(Task description):
Output the records below line for line, changing nothing.
---- Material for the task
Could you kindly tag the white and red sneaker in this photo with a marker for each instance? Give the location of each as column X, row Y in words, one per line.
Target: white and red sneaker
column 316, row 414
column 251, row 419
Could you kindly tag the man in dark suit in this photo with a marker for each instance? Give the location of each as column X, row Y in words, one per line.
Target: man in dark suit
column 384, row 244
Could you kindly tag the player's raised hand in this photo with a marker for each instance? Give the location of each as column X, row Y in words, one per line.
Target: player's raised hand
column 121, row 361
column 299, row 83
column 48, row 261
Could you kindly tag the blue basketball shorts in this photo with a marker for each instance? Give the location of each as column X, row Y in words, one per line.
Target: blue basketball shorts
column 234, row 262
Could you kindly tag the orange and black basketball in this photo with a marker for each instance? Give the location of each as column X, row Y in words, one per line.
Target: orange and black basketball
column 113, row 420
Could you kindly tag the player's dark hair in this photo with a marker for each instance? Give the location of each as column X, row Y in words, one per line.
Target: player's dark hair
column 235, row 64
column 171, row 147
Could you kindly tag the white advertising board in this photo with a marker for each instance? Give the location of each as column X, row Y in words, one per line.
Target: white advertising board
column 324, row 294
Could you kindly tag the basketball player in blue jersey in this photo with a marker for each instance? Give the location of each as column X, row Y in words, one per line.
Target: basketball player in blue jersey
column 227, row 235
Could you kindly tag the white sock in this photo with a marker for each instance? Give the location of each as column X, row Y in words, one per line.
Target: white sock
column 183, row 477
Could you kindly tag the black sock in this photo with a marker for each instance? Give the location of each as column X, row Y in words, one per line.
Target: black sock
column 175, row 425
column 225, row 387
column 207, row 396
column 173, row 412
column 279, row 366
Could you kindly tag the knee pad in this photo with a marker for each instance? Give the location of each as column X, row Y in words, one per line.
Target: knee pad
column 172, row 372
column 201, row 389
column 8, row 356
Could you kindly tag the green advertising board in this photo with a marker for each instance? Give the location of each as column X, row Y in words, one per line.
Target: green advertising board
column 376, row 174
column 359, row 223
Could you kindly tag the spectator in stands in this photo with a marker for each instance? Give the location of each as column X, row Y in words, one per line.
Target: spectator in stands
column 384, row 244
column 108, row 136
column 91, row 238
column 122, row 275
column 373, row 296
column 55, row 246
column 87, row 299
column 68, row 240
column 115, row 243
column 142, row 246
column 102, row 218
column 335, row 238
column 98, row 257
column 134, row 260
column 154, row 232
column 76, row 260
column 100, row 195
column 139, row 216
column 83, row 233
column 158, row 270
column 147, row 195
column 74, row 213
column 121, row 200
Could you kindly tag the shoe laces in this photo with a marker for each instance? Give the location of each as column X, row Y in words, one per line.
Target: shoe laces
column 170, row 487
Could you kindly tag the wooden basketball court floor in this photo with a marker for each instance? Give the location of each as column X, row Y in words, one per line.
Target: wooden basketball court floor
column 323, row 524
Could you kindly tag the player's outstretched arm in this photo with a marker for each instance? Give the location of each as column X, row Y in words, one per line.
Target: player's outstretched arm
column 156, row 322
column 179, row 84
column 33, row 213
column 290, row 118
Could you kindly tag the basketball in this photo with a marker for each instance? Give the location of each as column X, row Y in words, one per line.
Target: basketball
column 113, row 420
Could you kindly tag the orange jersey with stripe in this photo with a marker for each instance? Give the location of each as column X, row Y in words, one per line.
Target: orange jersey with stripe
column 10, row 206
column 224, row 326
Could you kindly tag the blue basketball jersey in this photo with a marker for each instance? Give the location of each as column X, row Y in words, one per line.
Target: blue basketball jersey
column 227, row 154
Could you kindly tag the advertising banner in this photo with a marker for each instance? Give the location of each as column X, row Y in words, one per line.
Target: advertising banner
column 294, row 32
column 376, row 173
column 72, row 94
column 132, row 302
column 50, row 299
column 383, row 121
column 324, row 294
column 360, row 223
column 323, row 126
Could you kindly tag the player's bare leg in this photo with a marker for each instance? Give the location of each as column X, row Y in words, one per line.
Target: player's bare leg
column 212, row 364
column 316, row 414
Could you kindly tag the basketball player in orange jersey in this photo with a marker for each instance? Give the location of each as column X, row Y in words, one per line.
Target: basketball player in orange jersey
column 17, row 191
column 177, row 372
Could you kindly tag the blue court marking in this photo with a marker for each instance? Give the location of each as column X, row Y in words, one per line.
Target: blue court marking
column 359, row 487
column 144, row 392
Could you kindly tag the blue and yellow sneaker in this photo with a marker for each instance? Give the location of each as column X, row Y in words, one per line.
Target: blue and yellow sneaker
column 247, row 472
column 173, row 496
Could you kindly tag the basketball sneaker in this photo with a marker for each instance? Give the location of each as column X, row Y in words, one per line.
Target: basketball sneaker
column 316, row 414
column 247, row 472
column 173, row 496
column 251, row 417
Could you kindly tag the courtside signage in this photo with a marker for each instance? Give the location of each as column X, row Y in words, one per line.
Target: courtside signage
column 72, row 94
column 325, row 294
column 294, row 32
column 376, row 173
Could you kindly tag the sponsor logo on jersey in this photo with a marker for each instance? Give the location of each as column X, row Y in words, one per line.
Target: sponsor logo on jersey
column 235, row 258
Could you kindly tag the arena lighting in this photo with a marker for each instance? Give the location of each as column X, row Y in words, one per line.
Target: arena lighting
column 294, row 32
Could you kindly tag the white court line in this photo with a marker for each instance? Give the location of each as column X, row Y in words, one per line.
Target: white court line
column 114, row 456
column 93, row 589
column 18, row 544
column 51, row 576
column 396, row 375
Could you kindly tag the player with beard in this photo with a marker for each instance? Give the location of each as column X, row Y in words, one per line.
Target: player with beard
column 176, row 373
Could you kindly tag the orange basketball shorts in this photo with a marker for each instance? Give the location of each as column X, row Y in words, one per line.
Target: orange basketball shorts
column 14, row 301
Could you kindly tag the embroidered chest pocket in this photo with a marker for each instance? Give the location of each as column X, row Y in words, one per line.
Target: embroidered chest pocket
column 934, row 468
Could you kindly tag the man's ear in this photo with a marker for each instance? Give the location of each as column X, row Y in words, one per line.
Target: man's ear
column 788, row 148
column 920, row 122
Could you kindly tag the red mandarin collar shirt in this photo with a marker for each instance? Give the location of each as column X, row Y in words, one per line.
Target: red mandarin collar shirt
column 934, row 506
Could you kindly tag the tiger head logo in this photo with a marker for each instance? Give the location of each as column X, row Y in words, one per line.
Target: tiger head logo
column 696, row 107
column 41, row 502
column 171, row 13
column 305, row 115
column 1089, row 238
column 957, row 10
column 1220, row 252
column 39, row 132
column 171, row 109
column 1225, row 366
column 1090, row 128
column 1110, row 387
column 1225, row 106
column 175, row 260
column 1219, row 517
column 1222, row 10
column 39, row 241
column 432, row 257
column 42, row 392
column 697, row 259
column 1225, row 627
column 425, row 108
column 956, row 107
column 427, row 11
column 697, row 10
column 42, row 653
--------
(Answer to this exercise):
Could you kindly tag the white and red sneaker in this photo with a marker for each instance? Give the location of each as column X, row Y in words, one per line.
Target: white and red sneaker
column 316, row 414
column 251, row 419
Could you kindly tag the man in dark suit in this photo with a marker for each instance? Give the location of each as column X, row Y in words, one per line.
Target: man in dark suit
column 384, row 244
Could you kindly tag the player's raised hand in this photo with a marker for each instance? Give the location of each as column X, row Y in words, one per line.
Target: player's raised hand
column 121, row 361
column 299, row 83
column 48, row 261
Could you kindly tag the blue basketball shorts in this photo with a marker for each instance? Give the location of each as column X, row Y in words, one per line.
Target: blue basketball shorts
column 234, row 262
Could you kindly tag the orange and black basketball in this photo with a marker for each instance? Give the location of each as column X, row Y in words, one per line.
Target: orange and black basketball
column 113, row 420
Could you kindly tag the player's dark hair in this photo with a marker for each instance? Give the location of each as column X, row Y in words, one per line.
Target: player's dark hair
column 235, row 64
column 171, row 147
Could you kindly tag the white advertising board in this photo with a marker for each instance? Give the location of each as column X, row Y in words, one per line.
Target: white advertising board
column 324, row 294
Could you kindly tag the basketball player in blue jersey in this photo with a marker for each instance? Give the location of each as column X, row Y in words, one per line.
Target: basketball player in blue jersey
column 227, row 235
Could you kindly tag the white sock in this photo with a marker for each instance? Give the location of each as column X, row Y in words, one per line.
Target: white sock
column 183, row 477
Could you kindly tag the black sock in this photo with a marker for each instance? Give the location of each as column X, row Y in words, one per line.
Target: black sock
column 175, row 425
column 225, row 387
column 207, row 396
column 173, row 412
column 279, row 366
Could you kindly tag the knee pad in this photo with a marker for each instance? Give the location of each as column X, row Y in words, one per line.
Target: knee pad
column 172, row 372
column 201, row 389
column 8, row 356
Could you kindly tag the green advertising board in this photo with a marker for each instance? Give the location of each as column X, row Y in words, one per line.
Target: green advertising board
column 376, row 174
column 359, row 223
Could you kindly tag the spectator in stands in this photo with a marker for each instance? Give the location of each as column X, row Y in words, one per line.
Target: spectator in stands
column 384, row 244
column 108, row 136
column 91, row 238
column 122, row 275
column 373, row 296
column 55, row 246
column 87, row 299
column 68, row 240
column 115, row 243
column 142, row 246
column 102, row 218
column 335, row 238
column 98, row 257
column 134, row 260
column 154, row 232
column 76, row 260
column 100, row 195
column 139, row 216
column 83, row 233
column 158, row 270
column 147, row 195
column 74, row 213
column 121, row 200
Could you kindly tag the shoe laces in this photo with a marker for each instance? Give the location of each as column X, row Y in words, one per line.
Target: shoe laces
column 170, row 487
Could you kindly tag the wooden basketball court floor in this photo with a marker for each instance? Give the location of each as column X, row Y in words, one per line.
Target: wooden basketball court floor
column 323, row 524
Could you kindly tag the player's outstretched arm in this photo with a marker for each instance? Give the location of each as column X, row Y in words, one per line.
Target: player's outstretched arm
column 156, row 322
column 179, row 84
column 33, row 213
column 290, row 118
Could you kindly tag the basketball in this photo with a marker for each instance? Give the location of each as column X, row Y in words, one per line.
Target: basketball
column 113, row 420
Could you kindly tag the orange jersey with stripe in this photo with a marker for each instance? Give the location of each as column X, row Y in words, one per line.
Target: orange jersey with stripe
column 10, row 206
column 224, row 326
Could you kindly tag the blue basketball jersey in this photo with a marker for each instance? Give the location of each as column X, row Y in words, one per line.
Target: blue basketball jersey
column 227, row 154
Could you kindly tag the advertising banner in this photo with a marker for each instance? Give the location of each as column X, row Y in words, one per line.
Target: advertising banner
column 294, row 32
column 376, row 173
column 72, row 94
column 132, row 302
column 50, row 299
column 383, row 121
column 324, row 294
column 360, row 223
column 323, row 126
Could you kindly tag the player's bare leg in this photo with a marker for each instance? Give the location of each as column X, row Y in words, one per line.
Target: player's bare leg
column 212, row 364
column 316, row 414
Could you kindly tag the basketball player in orange jersey in this photo with a marker for each instance? Give the location of each as column X, row Y in words, one per line.
Target: basketball player in orange jersey
column 17, row 191
column 177, row 372
Could you kindly tag the blue court marking in this photo with a marker for each instance? Give the location of each as column X, row Y in words, one per line.
Target: blue court marking
column 359, row 487
column 144, row 392
Could you kindly tag the blue and yellow sneaker in this photo with a marker for each instance? Give the location of each as column X, row Y in words, one per line.
Target: blue and yellow sneaker
column 247, row 472
column 173, row 496
Could you kindly tag the basketball sneaker in this photo with a marker for each instance? Give the location of each as column X, row Y in words, one per line.
Target: basketball sneaker
column 316, row 414
column 247, row 472
column 173, row 496
column 251, row 417
Could you kindly tag the courtside signage in this photo with a marker for each instance? Give the location of each as column X, row Y in words, one per line.
Target: courtside signage
column 72, row 94
column 325, row 294
column 294, row 32
column 376, row 173
Could you kindly tag the sponsor logo on jersey in this photo with a marker for each instance? Give the location of each as column X, row Y in words, one per line.
Target: sponsor logo on jersey
column 235, row 258
Could you kindly tag the arena lighting in this photo with a marker for each instance? Give the location of each as column X, row Y in words, one per line.
Target: arena lighting
column 294, row 32
Could you kindly tag the white court line in this photo with a marker for each instance? Give the location of each as column X, row Y in words, one per line.
Target: white court line
column 114, row 456
column 93, row 589
column 18, row 544
column 51, row 576
column 396, row 375
Could you kindly tag the player with beard in this photo with a marker for each instance? Give the location of each as column X, row Y in words, one per line.
Target: player with beard
column 176, row 373
Could you kindly tag the orange basketball shorts in this photo with a marker for each instance? Give the location of each as column X, row Y in words, one per line.
Target: orange basketball shorts
column 14, row 301
Could you kindly tag the embroidered chest pocket in this photo with a marker for each instance? Give the location of each as column X, row Y in words, one per line.
Target: embroidered chest pocket
column 934, row 468
Could you kindly tag the man's ear in this photo with a marker for each instance? Give the location of each as column X, row Y in words, one per line.
Target: man's ear
column 788, row 148
column 920, row 122
Could you kindly tag the red mandarin collar shirt in this photo with a marker for each instance? Give the location of each as column X, row Y in words, one per line.
Target: red mandarin collar shirt
column 934, row 506
Could you kindly tag the tiger head logo in this photo with a marker for each instance? Give the location of each as column X, row Y in words, one per line.
Target: tiger head logo
column 696, row 107
column 41, row 502
column 171, row 13
column 305, row 115
column 1089, row 238
column 957, row 10
column 1220, row 252
column 39, row 132
column 171, row 109
column 1225, row 366
column 1090, row 128
column 1110, row 387
column 1225, row 106
column 175, row 260
column 1219, row 517
column 1222, row 10
column 39, row 241
column 432, row 257
column 42, row 392
column 697, row 259
column 1225, row 627
column 425, row 108
column 956, row 107
column 427, row 11
column 697, row 10
column 42, row 653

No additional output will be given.